BEGIN Reading passage
California Court of Appeals, First District, First Division
Jul 29, 2011
No. A130748 (Cal. Ct. App. Jul. 29, 2011)

Opinion


In re W.K. et al., Persons Coming Under the Juvenile Court Law. HUMBOLDT COUNTY DEPARTMENT OF HEALTH AND HUMAN SERVICES, Plaintiff and Respondent, v. C.B. et al., Defendants and Appellants. A130748 California Court of Appeal, First District, First Division July 29, 2011

NOT TO BE PUBLISHED

Humboldt County Super. Ct. Nos. JV090057-1, JV090057-2

Margulies, J.

Two children (minors) of appellants C.B. (Mother) and A.K. (Father) were detained by the Humboldt County Department of Health and Human Services (Agency) after the minors were found to have been neglected. The parental rights of both parents were eventually terminated after they failed to demonstrate an ability to care for the minors. Mother and Father contend the juvenile court erred in terminating Mother’s parental rights because she had formed a beneficial relationship with the minors. We affirm.

I. BACKGROUND

Brothers W.K. and M.K., then fourteen months and eight weeks old, were the subject of a dependency petition under Welfare and Institutions Code section 300, subdivision (b), filed June 1, 2009. The petition alleged Mother, who had stopped attending a substance abuse treatment program, had left newborn M.K. with a neighbor without provision for his feeding. M.K. was found to weigh barely more than at his birth. Toddler W.K. was also found with a neighbor, who had been provided no food or diapers. Father could not be located. On June 24, the petition was amended to allege a claim under subdivision (g), stating Father was present at M.K.’s birth and was aware of Mother’s substance abuse problems, but failed to take steps to protect his son from neglect.

All statutory references are to the Welfare and Institutions Code.

In a nonpublished decision denying Mother’s petition for a writ of mandate, we summarized the background and first year of this dependency proceeding. (C.B. v. Superior Court (Sept. 2, 2010, A128640).) Mother was originally referred to child welfare services prior to M.K.’s birth in October 2008 as a result of her neglect of W.K. Mother entered a substance abuse program, but she failed to attend regularly or remain sober. Following the detention of W.K. and M.K. in May 2009, the juvenile court ordered reunification services to be provided to both parents while the minors remained in out-of-home custody. At the six-month review hearing held on May 10, 2010, the court terminated reunification services. We affirmed that decision as to Mother, concluding the juvenile court’s findings that she failed to make significant progress in her court-ordered treatment plan for alcohol abuse and the minors were unlikely to be returned to her at the end of the 12-month review period were supported by substantial evidence.

Father, an appellant in this matter, was not a party to the writ proceeding. Father did appeal from the dispositional order, but his appeal was dismissed by this court.

Following our denial of the writ, the juvenile court held a permanency planning hearing under section 366.26 on December 16, 2010. The court found the minors were likely to be adopted and terminated the parental rights of Mother and Father. In so doing, the court rejected Mother’s contention that she qualified for the “beneficial parental relationship” exception, under which the juvenile court may decline to terminate parental rights if it finds the termination of rights would be detrimental to the child because “[t]he parents have maintained regular visitation and contact with the child and the child would benefit from continuing the relationship.” (§ 366.26, subd. (c)(1)(B)(i), hereafter subdivision (c)(1)(B)(i).)
END Reading passage
BEGIN Supplied data
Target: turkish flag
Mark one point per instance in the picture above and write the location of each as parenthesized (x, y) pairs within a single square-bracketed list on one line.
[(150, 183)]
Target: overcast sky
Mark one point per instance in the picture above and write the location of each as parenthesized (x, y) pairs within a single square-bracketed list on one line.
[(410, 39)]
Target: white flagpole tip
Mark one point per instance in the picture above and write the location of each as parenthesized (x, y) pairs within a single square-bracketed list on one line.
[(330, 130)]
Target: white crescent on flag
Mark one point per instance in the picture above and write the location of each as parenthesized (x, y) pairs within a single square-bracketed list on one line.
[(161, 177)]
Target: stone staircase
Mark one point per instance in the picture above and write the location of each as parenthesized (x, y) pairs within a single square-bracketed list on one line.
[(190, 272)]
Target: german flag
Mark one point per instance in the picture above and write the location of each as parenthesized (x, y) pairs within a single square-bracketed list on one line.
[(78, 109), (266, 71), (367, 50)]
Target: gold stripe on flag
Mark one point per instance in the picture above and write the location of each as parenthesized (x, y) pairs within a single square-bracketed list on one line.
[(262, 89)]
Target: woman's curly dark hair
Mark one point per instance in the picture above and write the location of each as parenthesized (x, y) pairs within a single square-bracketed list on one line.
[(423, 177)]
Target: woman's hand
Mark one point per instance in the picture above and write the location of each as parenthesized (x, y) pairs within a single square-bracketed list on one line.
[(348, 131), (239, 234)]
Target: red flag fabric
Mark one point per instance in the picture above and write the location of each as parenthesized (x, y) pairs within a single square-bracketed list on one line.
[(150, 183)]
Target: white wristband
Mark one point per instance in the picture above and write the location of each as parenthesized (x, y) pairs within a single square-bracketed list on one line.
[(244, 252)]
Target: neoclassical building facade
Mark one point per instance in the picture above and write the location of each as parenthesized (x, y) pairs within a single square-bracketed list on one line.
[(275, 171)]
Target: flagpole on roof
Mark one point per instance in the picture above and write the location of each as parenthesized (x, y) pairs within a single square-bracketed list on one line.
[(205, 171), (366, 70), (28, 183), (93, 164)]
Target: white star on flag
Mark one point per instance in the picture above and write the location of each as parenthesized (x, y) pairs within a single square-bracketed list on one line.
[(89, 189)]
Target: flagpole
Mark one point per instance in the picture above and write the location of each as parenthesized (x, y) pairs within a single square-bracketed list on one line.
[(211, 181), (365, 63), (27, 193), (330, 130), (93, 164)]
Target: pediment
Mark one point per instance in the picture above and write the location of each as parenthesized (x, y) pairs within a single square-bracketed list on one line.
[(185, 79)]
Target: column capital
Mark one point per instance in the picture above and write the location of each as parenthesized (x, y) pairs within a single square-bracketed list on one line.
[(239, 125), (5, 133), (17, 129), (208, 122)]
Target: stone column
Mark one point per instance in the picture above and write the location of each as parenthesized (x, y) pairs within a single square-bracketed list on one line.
END Supplied data
**Problem to work on**
For each statement, say yes or no on whether it agrees with the court opinion, and quote the opinion's deciding words: (a) The dependency petition was filed on June 1, 2009. (b) Father was located when the petition was filed. (c) At the six-month review hearing, the court extended reunification services. You can complete the work without the entries.

**Solution**
(a) Yes: "filed June 1, 2009."
(b) No: "Father could not be located."
(c) No: "the court terminated reunification services."